● **Given text**
********************
Research Intern / Contractor – AI Agent & LLM Evaluation
Company: DeepReach
Remote | Flexible Hours
About Us
DeepReach is building the foundational data and evaluation infrastructure for the next generation of AI. We work with top LLM companies and research labs worldwide, providing expert-driven data annotation, human feedback loops, and cutting-edge model evaluation systems.
We are looking for a Research Intern or Contractor to join our team and help us push the boundaries of agent and large language model (LLM) evaluation.
Responsibilities
-
Conduct research on evaluation methodologies for LLMs and AI agents.
-
Design, implement, and refine benchmarks to measure real-world performance of advanced models.
-
Collaborate with industry-leading researchers to develop state-of-the-art evaluation frameworks.
-
Participate in daily research syncs.
-
Contribute to academic publications and research papers.
Requirements
-
Prior experience building LLM evaluation benchmarks
- (Optional but highly preferred) First-author publication(s) at top-tier AI/ML conferences (e.g., NeurIPS, ICML, ICLR, CVPR, ICCV).
-
Bachelor’s degree completed; currently pursuing or holding a Master’s or PhD in AI/ML-related field.
-
Strong communication and writing skills.
-
Ability to work independently and manage time flexibly across global teams.
What You’ll Gain
-
Direct collaboration with industry-leading researchers working on the frontier of AI evaluation.
-
Exposure to real-world challenges faced by top LLM companies.
-
Opportunity to transition into a full-time founding researcher role at a fast-growing startup.
-
Strong support for academic publishing (papers, workshops, benchmarks).
********************
[Collected data entries]
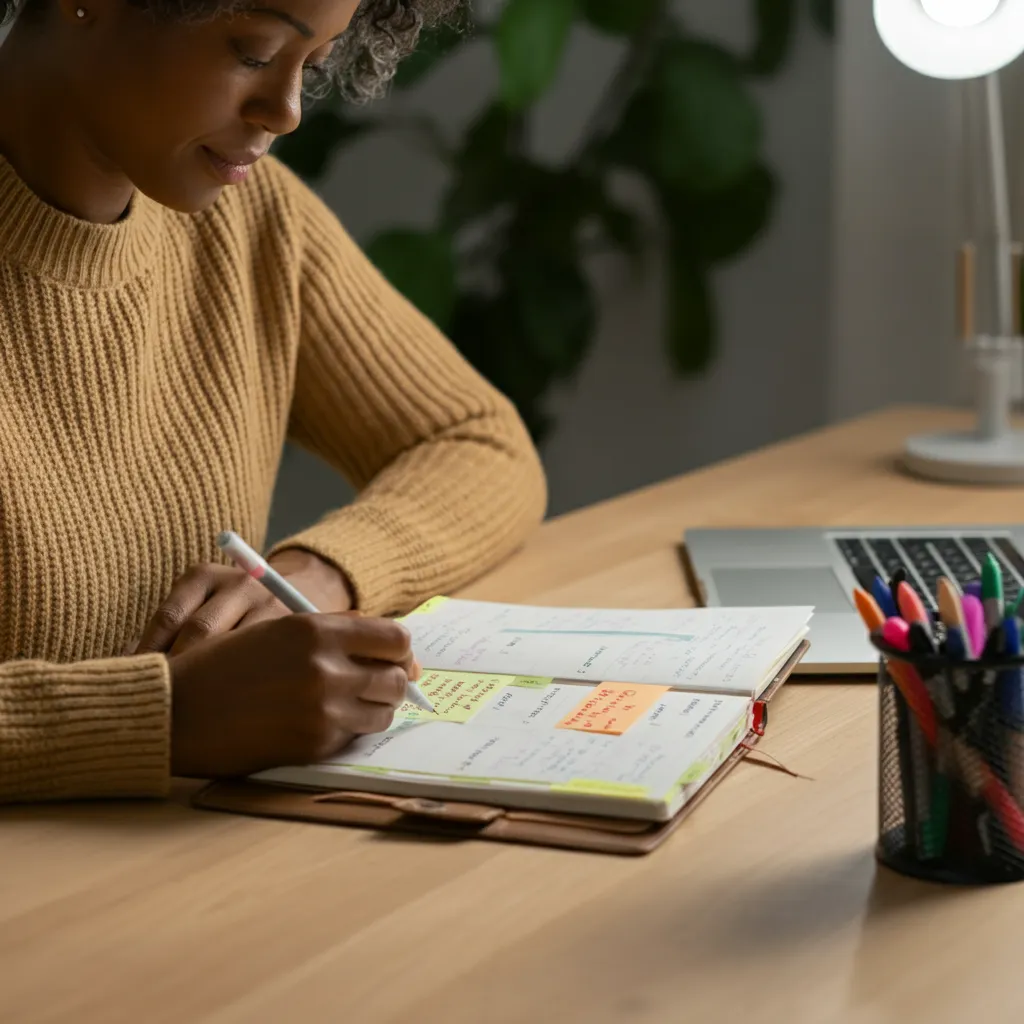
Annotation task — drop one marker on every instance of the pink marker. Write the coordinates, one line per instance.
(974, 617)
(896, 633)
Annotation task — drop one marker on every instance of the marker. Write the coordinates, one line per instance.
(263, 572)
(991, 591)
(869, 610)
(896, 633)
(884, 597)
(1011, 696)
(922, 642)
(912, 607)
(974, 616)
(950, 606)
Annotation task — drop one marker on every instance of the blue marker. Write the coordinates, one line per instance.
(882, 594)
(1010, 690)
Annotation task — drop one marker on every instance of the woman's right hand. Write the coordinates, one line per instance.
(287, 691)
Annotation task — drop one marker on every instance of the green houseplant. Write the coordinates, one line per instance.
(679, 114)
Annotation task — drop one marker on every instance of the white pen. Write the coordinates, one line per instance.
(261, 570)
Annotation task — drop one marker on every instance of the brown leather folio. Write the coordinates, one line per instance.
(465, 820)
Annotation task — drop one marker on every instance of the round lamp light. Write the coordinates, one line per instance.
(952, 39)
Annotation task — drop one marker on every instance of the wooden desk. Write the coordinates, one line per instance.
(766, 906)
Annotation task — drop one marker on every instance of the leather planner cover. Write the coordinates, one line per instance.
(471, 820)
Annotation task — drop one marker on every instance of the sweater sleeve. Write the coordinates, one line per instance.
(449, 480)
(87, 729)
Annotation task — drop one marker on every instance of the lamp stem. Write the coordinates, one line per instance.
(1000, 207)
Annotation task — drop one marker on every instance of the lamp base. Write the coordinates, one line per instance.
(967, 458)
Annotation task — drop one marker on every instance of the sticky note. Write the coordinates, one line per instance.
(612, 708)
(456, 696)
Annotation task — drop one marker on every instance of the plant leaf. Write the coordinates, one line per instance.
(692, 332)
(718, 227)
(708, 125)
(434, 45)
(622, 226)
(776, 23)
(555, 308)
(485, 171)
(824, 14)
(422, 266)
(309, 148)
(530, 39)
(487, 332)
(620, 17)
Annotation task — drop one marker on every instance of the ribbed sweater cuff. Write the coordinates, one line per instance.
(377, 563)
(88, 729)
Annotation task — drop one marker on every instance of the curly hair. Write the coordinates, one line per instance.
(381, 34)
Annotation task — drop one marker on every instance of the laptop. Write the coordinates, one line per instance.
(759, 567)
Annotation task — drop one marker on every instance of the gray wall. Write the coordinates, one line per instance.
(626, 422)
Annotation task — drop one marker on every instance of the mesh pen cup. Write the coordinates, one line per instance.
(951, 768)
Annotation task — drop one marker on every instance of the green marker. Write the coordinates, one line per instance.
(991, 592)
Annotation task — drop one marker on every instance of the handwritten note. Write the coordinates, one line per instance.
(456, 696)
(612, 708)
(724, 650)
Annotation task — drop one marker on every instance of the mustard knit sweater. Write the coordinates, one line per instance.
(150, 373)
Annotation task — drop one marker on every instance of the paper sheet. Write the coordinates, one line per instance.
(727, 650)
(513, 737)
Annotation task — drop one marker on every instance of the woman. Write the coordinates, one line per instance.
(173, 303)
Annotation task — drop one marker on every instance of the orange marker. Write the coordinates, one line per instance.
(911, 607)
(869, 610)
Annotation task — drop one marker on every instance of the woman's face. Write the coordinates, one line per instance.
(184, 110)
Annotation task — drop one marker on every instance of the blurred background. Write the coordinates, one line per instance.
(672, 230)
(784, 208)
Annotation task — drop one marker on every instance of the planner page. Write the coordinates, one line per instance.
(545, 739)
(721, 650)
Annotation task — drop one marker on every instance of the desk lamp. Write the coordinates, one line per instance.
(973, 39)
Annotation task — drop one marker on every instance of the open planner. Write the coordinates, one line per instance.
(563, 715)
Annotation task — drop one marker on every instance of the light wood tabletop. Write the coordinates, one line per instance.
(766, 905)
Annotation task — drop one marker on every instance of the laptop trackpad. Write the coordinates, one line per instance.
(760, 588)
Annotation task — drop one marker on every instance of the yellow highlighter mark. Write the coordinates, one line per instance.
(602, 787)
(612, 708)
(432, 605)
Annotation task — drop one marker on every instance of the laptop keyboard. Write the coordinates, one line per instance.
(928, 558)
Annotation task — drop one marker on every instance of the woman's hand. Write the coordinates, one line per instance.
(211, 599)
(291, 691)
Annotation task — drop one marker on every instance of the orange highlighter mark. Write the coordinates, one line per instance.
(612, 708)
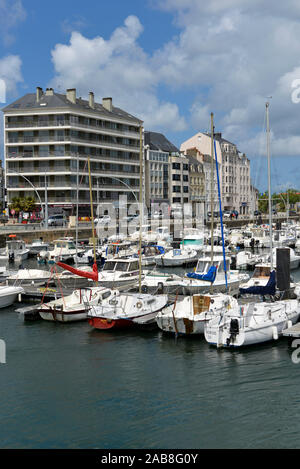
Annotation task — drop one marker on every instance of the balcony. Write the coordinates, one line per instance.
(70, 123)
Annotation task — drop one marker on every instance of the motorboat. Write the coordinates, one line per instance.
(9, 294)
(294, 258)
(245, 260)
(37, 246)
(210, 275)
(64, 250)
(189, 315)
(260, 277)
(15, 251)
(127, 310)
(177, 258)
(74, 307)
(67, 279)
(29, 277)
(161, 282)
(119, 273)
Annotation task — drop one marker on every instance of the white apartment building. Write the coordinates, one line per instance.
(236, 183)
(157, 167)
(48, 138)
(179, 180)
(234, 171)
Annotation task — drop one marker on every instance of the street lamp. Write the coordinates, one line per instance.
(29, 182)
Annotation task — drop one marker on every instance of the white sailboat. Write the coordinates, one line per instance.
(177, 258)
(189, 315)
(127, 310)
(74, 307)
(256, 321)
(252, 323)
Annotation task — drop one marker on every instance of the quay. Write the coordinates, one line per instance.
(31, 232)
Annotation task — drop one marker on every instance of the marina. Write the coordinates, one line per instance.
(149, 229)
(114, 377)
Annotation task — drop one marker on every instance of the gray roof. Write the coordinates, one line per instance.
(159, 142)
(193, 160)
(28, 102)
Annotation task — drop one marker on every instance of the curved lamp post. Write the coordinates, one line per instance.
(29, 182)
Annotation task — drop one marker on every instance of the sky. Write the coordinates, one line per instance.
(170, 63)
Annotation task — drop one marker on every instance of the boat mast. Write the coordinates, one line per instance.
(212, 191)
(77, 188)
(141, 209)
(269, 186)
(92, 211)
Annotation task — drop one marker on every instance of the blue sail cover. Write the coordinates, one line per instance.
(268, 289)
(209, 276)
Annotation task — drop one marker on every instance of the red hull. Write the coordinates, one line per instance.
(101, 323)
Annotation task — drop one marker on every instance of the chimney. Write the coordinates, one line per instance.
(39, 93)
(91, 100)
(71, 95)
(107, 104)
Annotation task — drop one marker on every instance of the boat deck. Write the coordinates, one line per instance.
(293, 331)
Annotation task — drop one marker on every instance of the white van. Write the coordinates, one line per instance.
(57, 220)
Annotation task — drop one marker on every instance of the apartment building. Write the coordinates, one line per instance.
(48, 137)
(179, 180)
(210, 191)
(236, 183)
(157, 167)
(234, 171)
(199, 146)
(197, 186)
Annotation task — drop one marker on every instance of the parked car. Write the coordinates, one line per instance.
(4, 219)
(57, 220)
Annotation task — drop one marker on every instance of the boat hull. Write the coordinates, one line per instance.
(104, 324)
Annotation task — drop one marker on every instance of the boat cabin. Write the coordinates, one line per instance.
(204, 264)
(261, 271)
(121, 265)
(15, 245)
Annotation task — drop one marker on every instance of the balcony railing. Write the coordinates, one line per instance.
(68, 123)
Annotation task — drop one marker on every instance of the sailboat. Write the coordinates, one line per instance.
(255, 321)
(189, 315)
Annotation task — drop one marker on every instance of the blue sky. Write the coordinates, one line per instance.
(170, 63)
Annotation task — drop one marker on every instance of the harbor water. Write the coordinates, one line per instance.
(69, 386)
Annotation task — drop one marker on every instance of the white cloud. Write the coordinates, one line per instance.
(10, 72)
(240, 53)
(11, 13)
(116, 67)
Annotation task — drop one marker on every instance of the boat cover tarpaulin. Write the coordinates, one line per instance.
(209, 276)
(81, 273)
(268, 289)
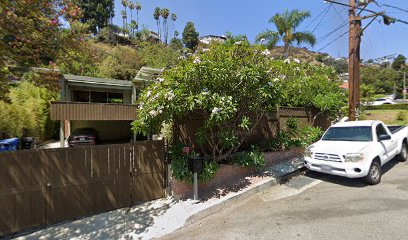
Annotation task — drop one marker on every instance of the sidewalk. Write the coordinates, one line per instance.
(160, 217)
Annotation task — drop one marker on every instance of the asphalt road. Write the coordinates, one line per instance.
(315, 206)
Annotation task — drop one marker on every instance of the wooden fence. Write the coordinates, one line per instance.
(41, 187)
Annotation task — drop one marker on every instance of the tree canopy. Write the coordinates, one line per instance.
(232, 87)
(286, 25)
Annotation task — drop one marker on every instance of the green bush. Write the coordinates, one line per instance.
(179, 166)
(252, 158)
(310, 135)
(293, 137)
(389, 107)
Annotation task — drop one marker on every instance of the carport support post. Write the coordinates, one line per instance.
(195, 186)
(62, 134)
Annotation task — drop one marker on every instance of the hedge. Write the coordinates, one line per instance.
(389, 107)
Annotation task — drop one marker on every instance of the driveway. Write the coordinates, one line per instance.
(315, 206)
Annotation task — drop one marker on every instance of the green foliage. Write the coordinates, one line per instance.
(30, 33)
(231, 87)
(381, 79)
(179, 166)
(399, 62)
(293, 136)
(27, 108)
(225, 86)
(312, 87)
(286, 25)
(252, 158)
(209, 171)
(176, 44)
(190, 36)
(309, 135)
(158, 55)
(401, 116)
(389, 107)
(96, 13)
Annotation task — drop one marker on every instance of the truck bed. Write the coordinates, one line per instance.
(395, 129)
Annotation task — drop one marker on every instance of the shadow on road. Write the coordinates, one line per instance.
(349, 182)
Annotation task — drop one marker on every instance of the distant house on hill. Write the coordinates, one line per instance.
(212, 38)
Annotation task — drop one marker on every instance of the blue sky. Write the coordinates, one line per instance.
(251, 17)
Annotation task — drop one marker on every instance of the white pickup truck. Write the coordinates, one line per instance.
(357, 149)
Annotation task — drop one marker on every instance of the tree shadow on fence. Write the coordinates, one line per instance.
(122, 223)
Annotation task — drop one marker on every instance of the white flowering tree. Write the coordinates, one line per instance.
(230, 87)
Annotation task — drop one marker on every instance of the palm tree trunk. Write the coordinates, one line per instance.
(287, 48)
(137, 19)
********************
● **Your instructions**
Set down everything in the job posting from "Responsibilities" down to "daily research syncs.", copied word for word. Rely only on the job posting itself, not on the records.

● **Expected answer**
Responsibilities
-
Conduct research on evaluation methodologies for LLMs and AI agents.
-
Design, implement, and refine benchmarks to measure real-world performance of advanced models.
-
Collaborate with industry-leading researchers to develop state-of-the-art evaluation frameworks.
-
Participate in daily research syncs.